Source passage:
========

It makes one wonder that if we ever go to war with China, will we have to import military parts and munitions from China.

And if you wonder why I keep buying defective stuff from China, well… go to any Walmart, Target, Home Depot, Dollar Tree, Office Max, Bed Bath & Beyond, Rooms to Go and I challenge you to find something made in America. Go ahead! Do it! You’ll be hard pressed to find items that are American made.

There is no way that you can tell me that America cannot make these same products. America’s industrial capacity is legendary.

CEOs, politicians and unions to blame

It is not that the items are not (or were not) made in America. It is just that the owners and CEOs and CFOs, and SOBs decided that it was cheaper to buy them from China. So what if they are defective? So what if they are poisonous? So what if they’re helping to build up the power of an arrogant, totalitarian, regime with an abysmal record on human rights and is hostile to America and all of its neighbors? So what if the owners and the CEOs and CFOs, and SOBs are contributing to the destruction of America’s industrial capacity to the point that the main part of the economy is now in the service sector?

========

Natural language region descriptions:
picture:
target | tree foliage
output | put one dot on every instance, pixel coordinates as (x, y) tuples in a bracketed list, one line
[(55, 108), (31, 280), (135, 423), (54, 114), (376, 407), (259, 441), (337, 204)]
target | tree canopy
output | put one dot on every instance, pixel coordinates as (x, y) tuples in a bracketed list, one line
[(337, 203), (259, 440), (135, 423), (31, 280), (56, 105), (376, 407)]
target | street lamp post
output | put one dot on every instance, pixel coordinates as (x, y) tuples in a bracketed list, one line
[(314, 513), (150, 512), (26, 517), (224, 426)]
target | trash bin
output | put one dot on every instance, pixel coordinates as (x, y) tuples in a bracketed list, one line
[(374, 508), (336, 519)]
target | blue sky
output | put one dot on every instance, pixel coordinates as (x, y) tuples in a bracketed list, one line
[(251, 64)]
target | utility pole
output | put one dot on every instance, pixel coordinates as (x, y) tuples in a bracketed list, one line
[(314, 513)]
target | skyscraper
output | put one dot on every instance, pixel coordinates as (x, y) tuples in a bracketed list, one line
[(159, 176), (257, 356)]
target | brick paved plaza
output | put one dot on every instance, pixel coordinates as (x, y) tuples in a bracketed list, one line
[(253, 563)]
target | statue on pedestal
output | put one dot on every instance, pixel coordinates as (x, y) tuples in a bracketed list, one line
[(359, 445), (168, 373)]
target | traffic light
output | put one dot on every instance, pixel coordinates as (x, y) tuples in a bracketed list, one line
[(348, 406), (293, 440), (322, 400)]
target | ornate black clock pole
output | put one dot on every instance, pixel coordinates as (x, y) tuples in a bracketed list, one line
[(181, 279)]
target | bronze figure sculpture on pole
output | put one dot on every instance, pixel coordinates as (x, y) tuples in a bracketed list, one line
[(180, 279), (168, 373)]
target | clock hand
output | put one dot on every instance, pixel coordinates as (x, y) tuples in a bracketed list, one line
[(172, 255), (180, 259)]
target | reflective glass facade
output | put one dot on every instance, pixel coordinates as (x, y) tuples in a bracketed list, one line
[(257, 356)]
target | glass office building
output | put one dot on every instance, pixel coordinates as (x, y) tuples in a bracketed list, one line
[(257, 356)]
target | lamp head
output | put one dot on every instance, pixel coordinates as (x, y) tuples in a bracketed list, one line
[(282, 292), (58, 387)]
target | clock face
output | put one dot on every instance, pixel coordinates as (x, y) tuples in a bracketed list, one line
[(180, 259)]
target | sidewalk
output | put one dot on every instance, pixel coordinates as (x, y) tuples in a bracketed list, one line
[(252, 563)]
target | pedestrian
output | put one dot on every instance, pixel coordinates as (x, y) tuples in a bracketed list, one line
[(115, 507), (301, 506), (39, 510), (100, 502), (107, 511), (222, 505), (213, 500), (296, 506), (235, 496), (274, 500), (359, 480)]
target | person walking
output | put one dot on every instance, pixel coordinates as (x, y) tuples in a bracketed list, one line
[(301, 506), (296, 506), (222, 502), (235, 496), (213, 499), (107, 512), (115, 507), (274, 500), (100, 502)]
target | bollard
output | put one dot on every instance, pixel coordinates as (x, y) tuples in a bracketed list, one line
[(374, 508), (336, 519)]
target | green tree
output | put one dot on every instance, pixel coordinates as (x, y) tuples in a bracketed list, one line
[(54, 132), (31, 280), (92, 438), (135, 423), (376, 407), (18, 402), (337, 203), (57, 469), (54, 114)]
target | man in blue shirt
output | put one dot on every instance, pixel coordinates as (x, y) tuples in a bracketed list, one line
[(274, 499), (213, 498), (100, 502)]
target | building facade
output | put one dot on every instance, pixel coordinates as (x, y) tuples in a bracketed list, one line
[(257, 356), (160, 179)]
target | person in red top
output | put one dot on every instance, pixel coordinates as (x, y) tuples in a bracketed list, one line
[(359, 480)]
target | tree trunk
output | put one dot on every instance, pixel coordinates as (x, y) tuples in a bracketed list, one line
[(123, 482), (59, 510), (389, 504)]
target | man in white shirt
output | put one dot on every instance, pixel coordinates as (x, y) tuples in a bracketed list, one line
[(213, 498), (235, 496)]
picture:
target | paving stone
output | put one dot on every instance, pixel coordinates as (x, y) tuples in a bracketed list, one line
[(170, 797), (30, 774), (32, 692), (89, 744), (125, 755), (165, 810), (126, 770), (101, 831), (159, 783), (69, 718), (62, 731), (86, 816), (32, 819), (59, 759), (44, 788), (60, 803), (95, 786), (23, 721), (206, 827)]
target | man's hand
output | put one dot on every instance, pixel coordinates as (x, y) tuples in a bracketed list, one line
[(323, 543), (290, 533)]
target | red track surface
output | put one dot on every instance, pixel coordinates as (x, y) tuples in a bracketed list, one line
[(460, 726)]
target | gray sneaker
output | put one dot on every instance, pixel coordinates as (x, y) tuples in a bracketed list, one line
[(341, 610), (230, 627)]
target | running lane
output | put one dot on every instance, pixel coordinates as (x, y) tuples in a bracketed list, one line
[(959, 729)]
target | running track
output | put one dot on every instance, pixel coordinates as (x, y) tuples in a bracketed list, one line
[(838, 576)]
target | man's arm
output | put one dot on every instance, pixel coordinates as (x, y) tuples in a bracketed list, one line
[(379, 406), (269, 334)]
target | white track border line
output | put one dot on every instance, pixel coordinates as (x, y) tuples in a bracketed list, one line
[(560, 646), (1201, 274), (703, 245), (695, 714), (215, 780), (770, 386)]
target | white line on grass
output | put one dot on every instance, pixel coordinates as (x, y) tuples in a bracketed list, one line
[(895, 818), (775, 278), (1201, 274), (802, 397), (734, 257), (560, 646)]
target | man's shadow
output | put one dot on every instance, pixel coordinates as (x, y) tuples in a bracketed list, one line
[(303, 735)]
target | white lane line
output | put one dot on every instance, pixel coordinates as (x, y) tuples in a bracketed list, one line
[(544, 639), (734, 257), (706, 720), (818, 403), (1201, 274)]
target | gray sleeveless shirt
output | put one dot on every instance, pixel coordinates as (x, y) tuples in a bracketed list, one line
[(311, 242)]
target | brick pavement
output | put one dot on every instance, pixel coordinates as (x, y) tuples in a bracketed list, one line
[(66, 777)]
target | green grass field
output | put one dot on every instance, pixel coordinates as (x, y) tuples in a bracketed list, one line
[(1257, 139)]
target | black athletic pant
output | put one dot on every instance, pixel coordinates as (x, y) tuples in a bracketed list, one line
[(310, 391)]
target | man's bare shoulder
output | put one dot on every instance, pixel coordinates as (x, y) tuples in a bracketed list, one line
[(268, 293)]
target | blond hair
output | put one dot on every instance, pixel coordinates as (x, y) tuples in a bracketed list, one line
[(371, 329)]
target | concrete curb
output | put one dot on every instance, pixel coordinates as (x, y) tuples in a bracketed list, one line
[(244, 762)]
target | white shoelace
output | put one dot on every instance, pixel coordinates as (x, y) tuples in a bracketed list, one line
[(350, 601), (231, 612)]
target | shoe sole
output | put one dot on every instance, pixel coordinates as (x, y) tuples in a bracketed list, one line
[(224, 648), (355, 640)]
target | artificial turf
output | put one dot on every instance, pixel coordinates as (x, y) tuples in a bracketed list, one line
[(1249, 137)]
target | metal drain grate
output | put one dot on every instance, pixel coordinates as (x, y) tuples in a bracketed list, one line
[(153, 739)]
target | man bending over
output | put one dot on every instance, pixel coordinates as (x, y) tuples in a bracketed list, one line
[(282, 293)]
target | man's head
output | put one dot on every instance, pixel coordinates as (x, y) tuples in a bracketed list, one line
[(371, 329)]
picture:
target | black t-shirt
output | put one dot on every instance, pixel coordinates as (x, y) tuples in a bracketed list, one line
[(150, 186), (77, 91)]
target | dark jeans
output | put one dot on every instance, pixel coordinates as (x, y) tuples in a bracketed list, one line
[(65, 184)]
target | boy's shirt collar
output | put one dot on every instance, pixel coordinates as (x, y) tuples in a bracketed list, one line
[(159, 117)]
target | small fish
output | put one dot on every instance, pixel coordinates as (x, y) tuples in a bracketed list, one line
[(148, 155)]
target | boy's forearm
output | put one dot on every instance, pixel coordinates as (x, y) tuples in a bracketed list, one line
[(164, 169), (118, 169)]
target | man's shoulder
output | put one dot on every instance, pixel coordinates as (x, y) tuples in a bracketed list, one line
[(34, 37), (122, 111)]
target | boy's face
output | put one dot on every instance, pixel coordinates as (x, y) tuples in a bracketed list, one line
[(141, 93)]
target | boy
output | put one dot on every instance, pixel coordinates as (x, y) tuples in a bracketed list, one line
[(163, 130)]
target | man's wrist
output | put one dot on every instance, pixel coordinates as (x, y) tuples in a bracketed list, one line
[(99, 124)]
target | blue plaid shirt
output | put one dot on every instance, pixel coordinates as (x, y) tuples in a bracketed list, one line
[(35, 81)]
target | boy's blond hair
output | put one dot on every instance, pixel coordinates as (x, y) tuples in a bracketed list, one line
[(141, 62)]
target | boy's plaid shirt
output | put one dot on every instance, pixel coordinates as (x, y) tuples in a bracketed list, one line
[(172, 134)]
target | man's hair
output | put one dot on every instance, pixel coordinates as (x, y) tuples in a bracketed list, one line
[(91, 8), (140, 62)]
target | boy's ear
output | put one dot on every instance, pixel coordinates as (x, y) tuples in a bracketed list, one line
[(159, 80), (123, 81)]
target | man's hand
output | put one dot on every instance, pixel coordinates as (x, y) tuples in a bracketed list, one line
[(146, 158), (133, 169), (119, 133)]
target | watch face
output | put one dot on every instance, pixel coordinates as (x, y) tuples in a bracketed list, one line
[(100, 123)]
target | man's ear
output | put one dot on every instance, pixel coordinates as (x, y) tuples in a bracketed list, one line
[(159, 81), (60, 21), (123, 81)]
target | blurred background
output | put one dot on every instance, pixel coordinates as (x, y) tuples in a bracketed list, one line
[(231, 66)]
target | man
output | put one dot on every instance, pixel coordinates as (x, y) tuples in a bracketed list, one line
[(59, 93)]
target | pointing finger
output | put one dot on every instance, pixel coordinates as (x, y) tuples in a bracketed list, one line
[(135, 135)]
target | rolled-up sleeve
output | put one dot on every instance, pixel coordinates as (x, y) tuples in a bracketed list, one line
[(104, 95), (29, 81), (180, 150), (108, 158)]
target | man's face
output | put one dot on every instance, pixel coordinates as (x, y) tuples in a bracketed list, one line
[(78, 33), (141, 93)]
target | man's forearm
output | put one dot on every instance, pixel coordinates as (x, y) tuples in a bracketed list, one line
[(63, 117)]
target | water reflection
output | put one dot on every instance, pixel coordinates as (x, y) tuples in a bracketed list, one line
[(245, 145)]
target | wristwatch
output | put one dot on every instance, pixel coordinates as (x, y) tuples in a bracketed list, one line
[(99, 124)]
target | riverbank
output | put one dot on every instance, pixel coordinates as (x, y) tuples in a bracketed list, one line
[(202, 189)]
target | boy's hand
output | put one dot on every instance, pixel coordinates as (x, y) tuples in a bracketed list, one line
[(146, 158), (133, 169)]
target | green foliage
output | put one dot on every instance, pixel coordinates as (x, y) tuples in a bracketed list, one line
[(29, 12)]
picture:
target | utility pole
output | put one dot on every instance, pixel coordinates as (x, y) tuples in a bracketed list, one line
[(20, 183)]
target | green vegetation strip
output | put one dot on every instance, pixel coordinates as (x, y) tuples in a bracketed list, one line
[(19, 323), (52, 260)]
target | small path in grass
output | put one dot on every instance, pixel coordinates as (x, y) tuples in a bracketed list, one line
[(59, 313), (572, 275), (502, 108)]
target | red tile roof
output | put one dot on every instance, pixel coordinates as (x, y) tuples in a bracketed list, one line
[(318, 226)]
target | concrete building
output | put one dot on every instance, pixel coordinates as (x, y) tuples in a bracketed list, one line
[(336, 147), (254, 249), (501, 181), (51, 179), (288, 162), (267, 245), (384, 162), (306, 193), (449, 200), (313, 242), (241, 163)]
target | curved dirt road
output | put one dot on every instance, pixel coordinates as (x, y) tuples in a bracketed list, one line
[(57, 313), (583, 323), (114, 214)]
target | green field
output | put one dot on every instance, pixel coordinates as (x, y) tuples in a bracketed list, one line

========

Work order A: Update the piece on Chinese imports: begin at the words "It makes one" and stop after "are American made.", replacing "Walmart" with "Costco".
Work order B: List every store the piece on Chinese imports challenges readers to visit.
Work order C: According to the piece on Chinese imports, which sector is now the main part of the economy?

Your solution A:
It makes one wonder that if we ever go to war with China, will we have to import military parts and munitions from China.

And if you wonder why I keep buying defective stuff from China, well… go to any Costco, Target, Home Depot, Dollar Tree, Office Max, Bed Bath & Beyond, Rooms to Go and I challenge you to find something made in America. Go ahead! Do it! You’ll be hard pressed to find items that are American made.

Your solution B: Walmart, Target, Home Depot, Dollar Tree, Office Max, Bed Bath & Beyond, Rooms to Go

Your solution C: The service sector.